:: WRITTEN EXERCISE A ::
Repeat the passage on the barium-ion qubit word for word from "Co-authors are lead" to "Force Research Laboratory.".

:: DOCUMENT EXTRACT ::
Currently, the most powerful quantum computers are "noisy intermediate-scale quantum" (NISQ) devices and are very sensitive to errors. Error in preparation and measurement of qubits is particularly onerous: for 100 qubits, a 1% measurement error means a NISQ device will produce an incorrect answer about 63% of the time, said senior author Eric Hudson, a UCLA professor of physics and astronomy.

To address this major challenge, Hudson and UCLA colleagues recently developed a new qubit hosted in a laser-cooled, radioactive barium ion. This "goldilocks ion" has nearly ideal properties for realizing ultra-low error rate quantum devices, allowing the UCLA group to achieve a preparation and measurement error rate of about 0.03%, lower than any other quantum technology to date, said co-senior author Wesley Campbell, also a UCLA professor of physics and astronomy.

The development of this exciting new qubit at UCLA should impact almost every area of quantum information science, Hudson said. This radioactive ion has been identified as a promising system in quantum networking, sensing, timing, simulation and computation, and the researchers' paper paves the way for large-scale NISQ devices.

Co-authors are lead author Justin Christensen, a postdoctoral scholar in Hudson's laboratory, and David Hucul, a former postdoctoral scholar in Hudson and Campbell's laboratories, who is now a physicist at the U.S. Air Force Research Laboratory.

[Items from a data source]
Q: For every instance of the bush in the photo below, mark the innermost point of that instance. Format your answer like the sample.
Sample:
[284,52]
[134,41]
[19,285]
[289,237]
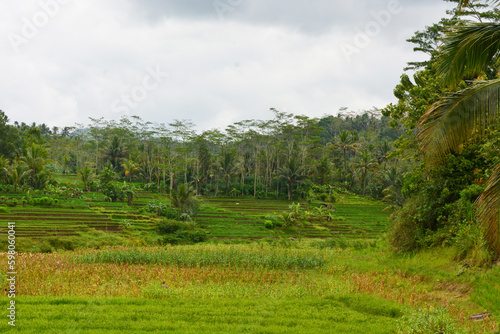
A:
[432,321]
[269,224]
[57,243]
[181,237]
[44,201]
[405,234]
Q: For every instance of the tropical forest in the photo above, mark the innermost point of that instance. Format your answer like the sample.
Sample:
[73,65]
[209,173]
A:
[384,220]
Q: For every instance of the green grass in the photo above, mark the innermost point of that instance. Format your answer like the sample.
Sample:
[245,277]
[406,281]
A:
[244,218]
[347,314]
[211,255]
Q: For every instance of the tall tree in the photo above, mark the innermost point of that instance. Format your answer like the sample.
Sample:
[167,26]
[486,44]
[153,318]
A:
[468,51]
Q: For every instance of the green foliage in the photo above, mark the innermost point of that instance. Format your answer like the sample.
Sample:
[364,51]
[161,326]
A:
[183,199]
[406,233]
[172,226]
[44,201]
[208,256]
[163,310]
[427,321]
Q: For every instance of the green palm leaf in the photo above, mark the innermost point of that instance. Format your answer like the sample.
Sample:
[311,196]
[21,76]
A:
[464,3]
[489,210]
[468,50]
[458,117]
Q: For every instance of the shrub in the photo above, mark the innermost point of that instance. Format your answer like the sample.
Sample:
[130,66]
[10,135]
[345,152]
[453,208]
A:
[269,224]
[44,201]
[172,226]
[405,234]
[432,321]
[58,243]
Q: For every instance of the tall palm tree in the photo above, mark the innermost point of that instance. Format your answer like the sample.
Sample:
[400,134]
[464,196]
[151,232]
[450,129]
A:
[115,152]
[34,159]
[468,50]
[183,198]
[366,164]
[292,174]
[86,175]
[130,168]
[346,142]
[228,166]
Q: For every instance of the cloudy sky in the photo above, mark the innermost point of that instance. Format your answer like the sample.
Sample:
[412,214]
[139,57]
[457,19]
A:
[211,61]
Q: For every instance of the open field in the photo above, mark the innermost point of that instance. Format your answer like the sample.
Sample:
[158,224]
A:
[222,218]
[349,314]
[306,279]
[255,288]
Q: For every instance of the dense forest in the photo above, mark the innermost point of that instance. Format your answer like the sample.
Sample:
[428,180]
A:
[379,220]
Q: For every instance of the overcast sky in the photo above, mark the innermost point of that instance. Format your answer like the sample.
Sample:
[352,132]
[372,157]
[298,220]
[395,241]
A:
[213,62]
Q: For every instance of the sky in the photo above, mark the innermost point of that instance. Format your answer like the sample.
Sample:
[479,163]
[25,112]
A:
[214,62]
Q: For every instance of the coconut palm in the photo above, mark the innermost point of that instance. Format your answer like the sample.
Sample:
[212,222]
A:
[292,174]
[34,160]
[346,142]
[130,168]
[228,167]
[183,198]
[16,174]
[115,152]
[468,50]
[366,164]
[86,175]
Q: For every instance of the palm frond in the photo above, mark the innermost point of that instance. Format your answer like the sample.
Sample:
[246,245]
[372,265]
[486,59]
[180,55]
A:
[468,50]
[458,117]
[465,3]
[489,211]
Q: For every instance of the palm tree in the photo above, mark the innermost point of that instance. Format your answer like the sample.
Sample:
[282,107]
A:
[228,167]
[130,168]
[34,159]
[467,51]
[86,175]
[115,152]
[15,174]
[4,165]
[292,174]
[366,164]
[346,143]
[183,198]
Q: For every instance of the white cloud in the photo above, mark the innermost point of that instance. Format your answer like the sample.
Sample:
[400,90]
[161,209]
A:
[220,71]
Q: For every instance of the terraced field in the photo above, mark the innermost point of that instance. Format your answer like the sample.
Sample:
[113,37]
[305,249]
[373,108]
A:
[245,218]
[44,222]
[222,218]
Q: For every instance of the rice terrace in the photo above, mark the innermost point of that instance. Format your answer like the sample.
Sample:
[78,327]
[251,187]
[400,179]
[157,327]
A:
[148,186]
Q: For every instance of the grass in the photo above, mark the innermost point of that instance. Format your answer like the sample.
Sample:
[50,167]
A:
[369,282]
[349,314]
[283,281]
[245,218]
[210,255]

:: WRITTEN EXERCISE B ::
Write out the records from the line with "Q: For every instance of the grass" through the end of the records, replacing "innermost point" with "center point" and leaving everything else the same.

:: FULL OUTPUT A ::
Co-authors are lead author Justin Christensen, a postdoctoral scholar in Hudson's laboratory, and David Hucul, a former postdoctoral scholar in Hudson and Campbell's laboratories, who is now a physicist at the U.S. Air Force Research Laboratory.

:: FULL OUTPUT B ::
Q: For every instance of the grass in the photo above, mark the center point of that instance. Format your answer like the sample.
Sample:
[50,167]
A:
[369,282]
[349,314]
[283,281]
[245,218]
[210,255]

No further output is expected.